Text passage:
════════════════

But the fruit of the Spirit is love, joy, peace, patience, kindness, goodness, faithfulness, gentleness, self-control; against such things there is no law. And those who belong to Christ Jesus have crucified the flesh with its passions and desires. (Galatians 5:22-24 ESV)
As a father, God calls me to avoid provoking my children because it will discourage them (Colossians 3:21) and not to sin in anger (Ephesians 4:26). I am also to avoid being anxious (Matthew 6:25). These things are hard. But I have found that my antidepressant medication makes them much less hard than they were.
We cannot know what is ‘normal’ parental grumpiness, or internal anger or anxiety — there are not reliable ways to measure such things. It may be that what I experience on a bad day is mild compared to most and that I am just weak and indulgent. I also do not think that it would be right to take a pill in to be sanctified. And yet, in pondering this I find myself wondering, “what is the difference from praying and asking God for grace?” In praying I am asking God to do what I cannot do — change my heart.
So I am in the curious situation in which taking a pill makes it appear as though I am exhibiting the fruit of the Spirit (Galatians 5:22-24). A naturalistic worldview would argue that the drug is the real causative agent and the fruit of the Spirit is a psychological concept to explain a physiological phenomenon. It is difficult to distinguish where the physiological effect ends and the spiritual one begins. But I am convinced that the fruit of the Spirit is the result of God-wrought changes in the heart of a person by grace. It is not affective changes due to mood, emotions or physiology. Physiology may facilitate the fruit (i.e., the manifestation of grace) but is not the origin of it.

════════════════

Pick up the reflection on antidepressant medication and the fruit of the Spirit where it stops, and continue it.

════════════════

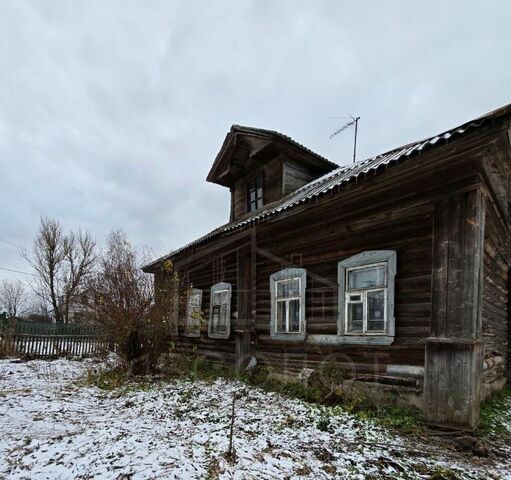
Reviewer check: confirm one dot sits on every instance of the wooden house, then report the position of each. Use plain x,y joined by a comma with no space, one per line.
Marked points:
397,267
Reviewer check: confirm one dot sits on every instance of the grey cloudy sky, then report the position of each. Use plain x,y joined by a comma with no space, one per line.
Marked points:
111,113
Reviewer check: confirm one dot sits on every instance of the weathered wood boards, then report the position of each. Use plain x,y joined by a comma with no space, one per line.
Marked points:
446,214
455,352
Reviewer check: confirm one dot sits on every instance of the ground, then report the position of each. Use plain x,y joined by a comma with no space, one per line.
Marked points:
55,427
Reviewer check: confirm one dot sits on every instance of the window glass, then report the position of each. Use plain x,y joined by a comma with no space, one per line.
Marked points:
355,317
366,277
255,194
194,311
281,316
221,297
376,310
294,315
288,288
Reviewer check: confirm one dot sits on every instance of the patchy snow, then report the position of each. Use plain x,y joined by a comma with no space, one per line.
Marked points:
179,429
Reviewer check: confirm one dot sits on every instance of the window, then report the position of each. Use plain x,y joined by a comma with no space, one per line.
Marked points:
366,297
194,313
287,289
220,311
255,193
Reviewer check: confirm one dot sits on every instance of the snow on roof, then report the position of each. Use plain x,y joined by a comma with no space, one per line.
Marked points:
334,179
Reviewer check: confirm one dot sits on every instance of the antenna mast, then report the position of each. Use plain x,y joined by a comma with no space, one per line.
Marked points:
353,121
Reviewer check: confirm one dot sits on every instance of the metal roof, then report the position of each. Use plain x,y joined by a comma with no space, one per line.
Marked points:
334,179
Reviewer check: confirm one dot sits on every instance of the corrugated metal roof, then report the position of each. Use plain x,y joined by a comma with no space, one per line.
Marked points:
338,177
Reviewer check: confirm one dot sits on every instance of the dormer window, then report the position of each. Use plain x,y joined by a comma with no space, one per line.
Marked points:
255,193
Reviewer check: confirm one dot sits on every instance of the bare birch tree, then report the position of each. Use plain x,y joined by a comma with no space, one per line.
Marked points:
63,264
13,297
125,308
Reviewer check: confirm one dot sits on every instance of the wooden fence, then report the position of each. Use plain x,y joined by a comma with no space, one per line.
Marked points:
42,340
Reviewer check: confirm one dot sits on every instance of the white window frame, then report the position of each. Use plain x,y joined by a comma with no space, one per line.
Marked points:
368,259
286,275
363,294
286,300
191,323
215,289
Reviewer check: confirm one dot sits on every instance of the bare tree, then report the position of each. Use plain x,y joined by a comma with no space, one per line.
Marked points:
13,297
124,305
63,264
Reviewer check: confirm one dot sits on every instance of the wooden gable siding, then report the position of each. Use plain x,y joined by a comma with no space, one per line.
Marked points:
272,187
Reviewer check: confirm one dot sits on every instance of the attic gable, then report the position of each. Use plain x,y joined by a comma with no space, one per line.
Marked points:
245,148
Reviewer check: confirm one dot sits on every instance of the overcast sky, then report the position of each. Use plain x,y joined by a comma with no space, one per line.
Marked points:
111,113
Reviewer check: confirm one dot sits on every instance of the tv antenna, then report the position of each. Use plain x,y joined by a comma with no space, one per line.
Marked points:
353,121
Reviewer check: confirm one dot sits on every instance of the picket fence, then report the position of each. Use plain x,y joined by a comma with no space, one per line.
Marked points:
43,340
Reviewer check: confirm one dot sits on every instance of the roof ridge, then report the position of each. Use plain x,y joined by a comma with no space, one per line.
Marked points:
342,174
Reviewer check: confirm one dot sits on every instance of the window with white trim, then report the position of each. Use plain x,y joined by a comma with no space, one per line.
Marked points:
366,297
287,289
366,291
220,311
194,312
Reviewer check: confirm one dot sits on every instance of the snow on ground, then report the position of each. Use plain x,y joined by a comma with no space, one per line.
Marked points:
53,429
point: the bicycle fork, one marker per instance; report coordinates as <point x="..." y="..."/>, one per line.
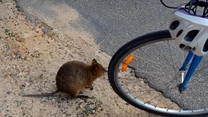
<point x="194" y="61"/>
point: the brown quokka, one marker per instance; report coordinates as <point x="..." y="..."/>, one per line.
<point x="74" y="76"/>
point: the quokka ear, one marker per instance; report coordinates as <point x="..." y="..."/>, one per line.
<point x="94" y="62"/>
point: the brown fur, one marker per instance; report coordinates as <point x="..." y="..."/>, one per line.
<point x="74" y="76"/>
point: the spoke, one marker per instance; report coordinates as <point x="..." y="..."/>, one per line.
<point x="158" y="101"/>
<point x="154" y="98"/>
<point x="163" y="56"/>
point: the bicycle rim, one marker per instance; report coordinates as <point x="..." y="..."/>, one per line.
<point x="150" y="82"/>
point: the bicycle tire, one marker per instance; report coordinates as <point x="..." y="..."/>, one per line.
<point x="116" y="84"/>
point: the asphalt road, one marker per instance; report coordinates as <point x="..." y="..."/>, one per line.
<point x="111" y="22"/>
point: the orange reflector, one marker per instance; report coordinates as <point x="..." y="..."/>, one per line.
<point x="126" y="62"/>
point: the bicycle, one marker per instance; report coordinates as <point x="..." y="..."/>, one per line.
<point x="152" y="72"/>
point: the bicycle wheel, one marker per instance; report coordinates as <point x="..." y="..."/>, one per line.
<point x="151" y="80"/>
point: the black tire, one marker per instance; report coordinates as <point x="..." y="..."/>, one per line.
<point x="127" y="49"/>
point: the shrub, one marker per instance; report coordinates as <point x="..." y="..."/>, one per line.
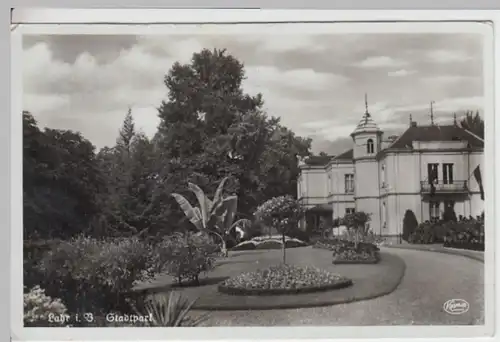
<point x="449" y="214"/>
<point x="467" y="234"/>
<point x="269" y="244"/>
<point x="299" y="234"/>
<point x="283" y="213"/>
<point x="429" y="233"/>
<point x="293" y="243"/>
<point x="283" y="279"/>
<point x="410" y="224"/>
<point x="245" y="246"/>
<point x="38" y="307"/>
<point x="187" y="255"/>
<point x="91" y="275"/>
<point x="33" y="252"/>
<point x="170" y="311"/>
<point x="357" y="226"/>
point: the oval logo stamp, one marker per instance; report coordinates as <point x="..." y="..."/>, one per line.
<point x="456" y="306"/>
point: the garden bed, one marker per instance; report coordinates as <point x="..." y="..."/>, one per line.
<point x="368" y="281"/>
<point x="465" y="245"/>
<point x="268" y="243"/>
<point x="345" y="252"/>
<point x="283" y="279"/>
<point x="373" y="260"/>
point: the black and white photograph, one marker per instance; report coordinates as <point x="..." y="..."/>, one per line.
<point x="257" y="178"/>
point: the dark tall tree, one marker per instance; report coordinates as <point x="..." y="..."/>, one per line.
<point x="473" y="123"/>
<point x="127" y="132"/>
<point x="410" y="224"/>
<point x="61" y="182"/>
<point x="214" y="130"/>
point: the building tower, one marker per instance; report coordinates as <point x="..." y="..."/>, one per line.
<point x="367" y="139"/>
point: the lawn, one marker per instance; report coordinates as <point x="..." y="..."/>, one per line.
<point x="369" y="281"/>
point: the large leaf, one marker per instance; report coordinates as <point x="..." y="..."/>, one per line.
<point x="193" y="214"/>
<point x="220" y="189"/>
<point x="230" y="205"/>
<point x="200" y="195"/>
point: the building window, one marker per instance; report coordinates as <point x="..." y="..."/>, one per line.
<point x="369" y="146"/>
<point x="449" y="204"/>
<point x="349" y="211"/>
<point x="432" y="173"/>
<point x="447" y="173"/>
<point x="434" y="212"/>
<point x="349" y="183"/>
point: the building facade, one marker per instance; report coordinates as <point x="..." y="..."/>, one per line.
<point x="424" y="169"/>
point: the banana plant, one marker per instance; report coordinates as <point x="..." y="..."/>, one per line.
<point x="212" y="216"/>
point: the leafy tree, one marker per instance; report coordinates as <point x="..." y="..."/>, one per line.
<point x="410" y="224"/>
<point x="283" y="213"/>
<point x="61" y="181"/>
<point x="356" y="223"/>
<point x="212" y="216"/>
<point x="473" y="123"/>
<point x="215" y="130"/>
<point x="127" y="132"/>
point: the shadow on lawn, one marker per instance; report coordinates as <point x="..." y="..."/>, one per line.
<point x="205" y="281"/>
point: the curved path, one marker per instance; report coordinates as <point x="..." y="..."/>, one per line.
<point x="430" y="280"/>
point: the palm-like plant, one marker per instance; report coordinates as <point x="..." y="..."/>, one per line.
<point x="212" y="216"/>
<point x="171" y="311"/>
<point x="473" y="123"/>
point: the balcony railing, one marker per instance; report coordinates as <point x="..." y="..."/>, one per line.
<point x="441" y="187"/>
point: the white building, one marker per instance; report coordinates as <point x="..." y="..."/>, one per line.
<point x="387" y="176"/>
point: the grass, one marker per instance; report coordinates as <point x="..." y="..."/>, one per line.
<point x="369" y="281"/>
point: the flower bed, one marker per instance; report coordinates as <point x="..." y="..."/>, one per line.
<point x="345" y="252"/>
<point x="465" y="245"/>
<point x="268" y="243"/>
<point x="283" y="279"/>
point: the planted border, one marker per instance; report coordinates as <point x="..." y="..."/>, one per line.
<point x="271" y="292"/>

════════════════

Result of the exercise:
What cause do I have for such a conviction? Paul tells us that God has put His Spirit in our hearts as a deposit (2 Corinthians 1:21-22) and His Spirit within us cries out to our Father (Galatians 4:5-6). This is the same Holy Spirit who raised Jesus from the dead (Romans 8:11). So sanctification comes only by the Spirit, regardless of superficial means I may use to mask the overflow of my heart (Mark 7:21).
Is the medication opposed to God’s Spirit? No, I am using it to moderate something which is causing problems. The effects of medication may not reflect a true heart change wrought by God, it reduces the negative effects of a disordered state, making life better for people around me.
In this is grace, showing me that a different state is possible. Making me aware that the depressed state is destructive, so I can begin along a path of submitting to the Spirit of God to put in order the chaos of my heart.